▶ _SUPPLIED MATERIAL_:
* * * *
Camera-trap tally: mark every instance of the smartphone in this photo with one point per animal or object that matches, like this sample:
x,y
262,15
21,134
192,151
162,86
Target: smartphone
* * * *
▶ _YOUR OBJECTIVE_: Turn the lines above into a Markdown table with the columns "Row" and "Line text," numbering each row and leaving out any blank lines.

▶ _WRITTEN SOLUTION_:
| Row | Line text |
|---|---|
| 1 | Camera-trap tally: mark every instance of the smartphone in this photo with one point per animal or object that matches, like this sample: |
| 2 | x,y |
| 3 | 262,15 |
| 4 | 21,134 |
| 5 | 192,151 |
| 6 | 162,86 |
| 7 | Target: smartphone |